• **Assigned task**
The response should consist solely of the lines running from the line with "tree on this basis." to the end of the data, retyped exactly.
(Beginning of Excerpted data)
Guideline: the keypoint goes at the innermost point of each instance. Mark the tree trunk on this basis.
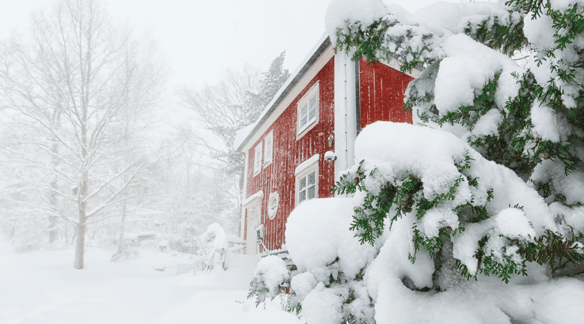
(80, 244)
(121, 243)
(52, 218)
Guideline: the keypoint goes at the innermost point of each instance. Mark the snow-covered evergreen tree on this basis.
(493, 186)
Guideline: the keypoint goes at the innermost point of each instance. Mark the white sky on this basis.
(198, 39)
(End of Excerpted data)
• **Task output**
Guideline: the keypoint goes at the innermost point of each instance. Mark the snow-covered evergreen tree on this basis.
(493, 186)
Guideline: the keypoint goes at the innermost point of each instance. Mark the white sky on this basis.
(198, 39)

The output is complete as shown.